• **Written task A**: Translate this sentence from the fantasy football write-up on Adam Thielen into Spanish: "The Saints acquired him after the Giants cut him in Week 15."
• **Written task B**: Proceed with the fantasy football write-up on Adam Thielen, starting right after its final sentence.

• **Document segment**:
_____

Adam Thielen ($6,200): His return has been… less than ideal. He’s totaled seven targets in the two games combined while catching just three of them for 27 scoreless yards. Did the week off give him the rest to fully get over his hamstring woes? The Vikings will need him in this game. The Saints have allowed the fifth-most fantasy points to wide receivers this year, and the volume certainly doesn’t hurt. They’ve faced 344 wide receiver targets, which also ranks as the fifth-most. Through all 16 games, the Saints allowed exactly 16 top-24 wide receiver performances against them, with another six wide receivers finishing as top-36 options. So, in the grand scope of things, they’re not opposed to allowing two fantasy relevant receivers in a game. In the Week 8 matchup last year, Thielen was able to haul in all seven of his targets for 103 yards and a touchdown. The difference? He’s not playing in the slot nearly as much and will likely match-up with Janoris Jenkins for much of the game. The Saints acquired him after the Giants cut him in Week 15. On the year, he’s allowed just a 55.6 percent catch-rate and a touchdown every 20.3 targets while intercepting five passes. He was the lone bright spot in the Giants secondary, and though he’s not a shutdown cornerback anymore, he is above average. Thielen is not someone you’re going to even consider in cash games given how little he’s produced since returning to the lineup, especially with his price. But he is a wide receiver we’ve seen dominate this Dennis Allen defense in the past, and we can’t forget the Saints defense allowed three different 49ers wide receivers finish as top-24 options just three weeks ago. Thielen remains in the tournament player pool.

_____

• **Data records**:

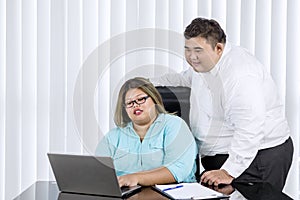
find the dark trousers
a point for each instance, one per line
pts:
(269, 165)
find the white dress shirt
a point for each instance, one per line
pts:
(235, 108)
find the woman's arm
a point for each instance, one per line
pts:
(146, 178)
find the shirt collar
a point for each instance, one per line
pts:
(214, 71)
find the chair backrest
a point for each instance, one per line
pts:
(176, 100)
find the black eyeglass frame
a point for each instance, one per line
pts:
(137, 101)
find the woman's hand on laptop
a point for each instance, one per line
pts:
(128, 180)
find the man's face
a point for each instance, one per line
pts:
(200, 54)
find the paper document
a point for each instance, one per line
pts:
(189, 191)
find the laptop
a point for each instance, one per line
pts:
(84, 174)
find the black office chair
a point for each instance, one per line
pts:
(177, 100)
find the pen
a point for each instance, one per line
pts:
(172, 188)
(207, 197)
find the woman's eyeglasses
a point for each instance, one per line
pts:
(139, 101)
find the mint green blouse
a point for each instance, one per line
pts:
(168, 143)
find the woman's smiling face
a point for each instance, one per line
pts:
(142, 111)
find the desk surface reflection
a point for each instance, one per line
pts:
(47, 190)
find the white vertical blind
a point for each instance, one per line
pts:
(278, 40)
(293, 90)
(28, 93)
(44, 46)
(13, 126)
(263, 24)
(233, 16)
(43, 88)
(2, 94)
(247, 32)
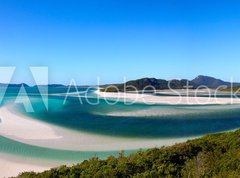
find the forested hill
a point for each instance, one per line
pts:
(216, 155)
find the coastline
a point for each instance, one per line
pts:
(34, 132)
(170, 100)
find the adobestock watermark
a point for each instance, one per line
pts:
(143, 91)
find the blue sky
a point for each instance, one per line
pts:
(115, 39)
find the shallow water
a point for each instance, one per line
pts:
(119, 120)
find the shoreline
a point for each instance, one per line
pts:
(34, 132)
(130, 97)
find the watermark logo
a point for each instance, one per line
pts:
(128, 92)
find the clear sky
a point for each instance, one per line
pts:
(113, 39)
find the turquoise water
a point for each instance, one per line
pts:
(120, 120)
(20, 149)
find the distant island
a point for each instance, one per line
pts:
(161, 84)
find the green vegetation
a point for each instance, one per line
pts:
(216, 155)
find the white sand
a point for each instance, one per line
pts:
(172, 100)
(34, 132)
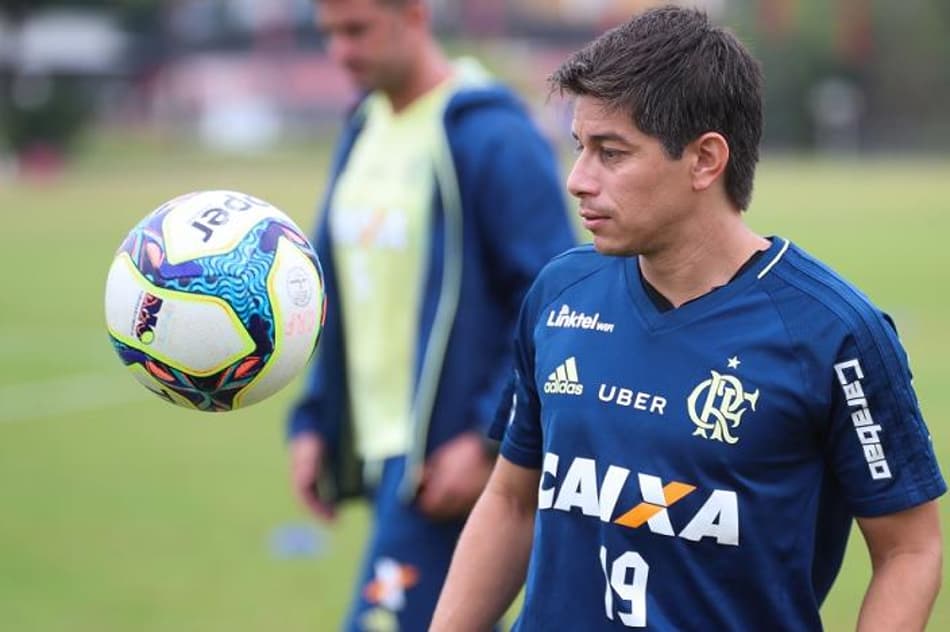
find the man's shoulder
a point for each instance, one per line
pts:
(569, 268)
(814, 293)
(484, 111)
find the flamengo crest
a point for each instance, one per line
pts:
(716, 406)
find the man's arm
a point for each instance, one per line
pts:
(491, 559)
(906, 560)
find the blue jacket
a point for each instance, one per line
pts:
(498, 217)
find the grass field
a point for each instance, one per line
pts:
(120, 512)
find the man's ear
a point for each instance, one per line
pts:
(710, 155)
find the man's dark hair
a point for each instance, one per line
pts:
(679, 77)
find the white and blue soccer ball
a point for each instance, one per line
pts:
(215, 300)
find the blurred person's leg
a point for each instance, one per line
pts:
(405, 564)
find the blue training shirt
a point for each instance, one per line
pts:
(701, 466)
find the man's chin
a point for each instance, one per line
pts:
(611, 248)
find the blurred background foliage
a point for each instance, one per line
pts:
(843, 76)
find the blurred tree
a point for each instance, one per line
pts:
(44, 107)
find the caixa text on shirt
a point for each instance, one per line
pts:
(849, 376)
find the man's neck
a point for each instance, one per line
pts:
(707, 257)
(430, 70)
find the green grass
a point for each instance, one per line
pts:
(123, 513)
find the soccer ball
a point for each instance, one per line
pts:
(215, 300)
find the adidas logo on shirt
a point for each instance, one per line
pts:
(563, 380)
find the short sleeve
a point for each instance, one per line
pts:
(879, 446)
(518, 420)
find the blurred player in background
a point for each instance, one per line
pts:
(444, 203)
(695, 458)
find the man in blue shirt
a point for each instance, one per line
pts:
(697, 412)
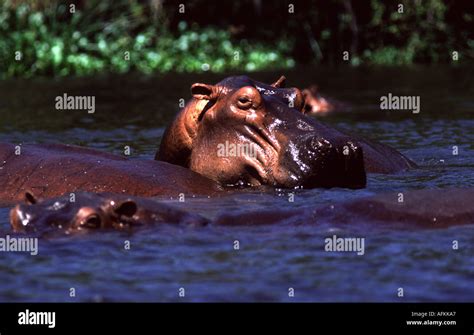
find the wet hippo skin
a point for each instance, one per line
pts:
(91, 211)
(54, 169)
(292, 149)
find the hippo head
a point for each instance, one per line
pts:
(244, 132)
(87, 212)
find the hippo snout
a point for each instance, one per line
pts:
(336, 163)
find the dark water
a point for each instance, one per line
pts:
(133, 110)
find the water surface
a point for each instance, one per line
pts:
(133, 110)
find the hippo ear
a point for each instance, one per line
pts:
(126, 208)
(280, 83)
(202, 91)
(30, 199)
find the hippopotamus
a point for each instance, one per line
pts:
(289, 148)
(85, 212)
(54, 169)
(430, 209)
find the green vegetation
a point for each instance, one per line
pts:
(44, 38)
(55, 42)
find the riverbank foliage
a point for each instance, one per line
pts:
(53, 38)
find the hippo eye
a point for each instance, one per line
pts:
(244, 102)
(92, 222)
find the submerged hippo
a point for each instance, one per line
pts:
(419, 209)
(416, 209)
(54, 169)
(92, 211)
(316, 103)
(244, 132)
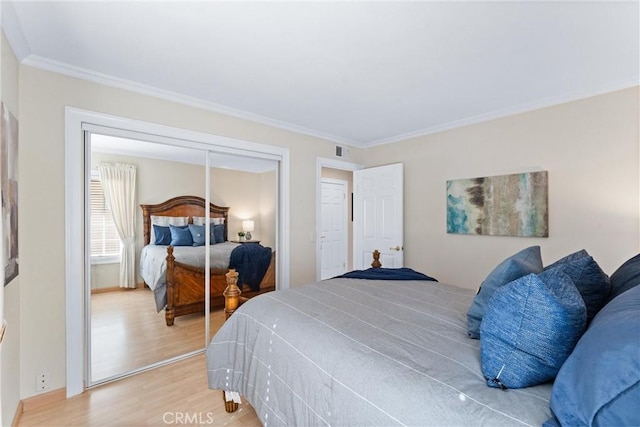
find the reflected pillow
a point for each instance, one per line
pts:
(180, 236)
(530, 328)
(520, 264)
(218, 234)
(162, 235)
(165, 221)
(197, 234)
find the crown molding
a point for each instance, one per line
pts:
(13, 31)
(108, 80)
(523, 108)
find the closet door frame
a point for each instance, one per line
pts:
(77, 121)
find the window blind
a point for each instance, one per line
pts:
(104, 236)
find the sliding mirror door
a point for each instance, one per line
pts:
(127, 291)
(249, 188)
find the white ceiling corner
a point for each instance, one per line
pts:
(355, 73)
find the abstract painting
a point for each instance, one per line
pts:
(9, 174)
(504, 205)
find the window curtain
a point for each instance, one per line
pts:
(119, 187)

_____

• **Task answer A**: Los Saints lo adquirieron después de que los Giants lo despidieran en la Semana 15.

• **Task answer B**:
Michael Thomas ($9,300): You play Thomas and you don’t think twice about it. Is that enough in this spot? You may be laughing but I’m serious. You have the best fantasy receiver in football about to go against what was one of the weakest cornerback units in the league. You know, the one that’s allowed four different receivers to tally 10-plus receptions, and seven receivers to finish with 106-plus yards. And don’t think that because Thomas is the go-to option that they can simply take him away. Don’t you think other teams would’ve done that? Or how about two weeks ago when the Vikings played the Packers? Everyone knows Davante Adams is the go-to option, right? Well, he caught 13-of-16 targets for 116 yards. Thomas is a lock in cash lineups and you’d better have him in tournaments as well.
Ted Ginn ($3,600): He’s a fading veteran who despite Brees’ dominance, hasn’t finished with double-digit PPR points since way back in Week 5. He’s seen just one or two targets in four of the last five games and hasn’t topped 50 yards since Week 1. He’s obviously not safe enough for cash games and he doesn’t present the upside necessary for tournaments, either. Can he catch one ball that goes for a 50-yard touchdown? Sure, but we can say that about anyone on the slate. He’s played just 62-of-206 snaps the last three games. There are far better options out there.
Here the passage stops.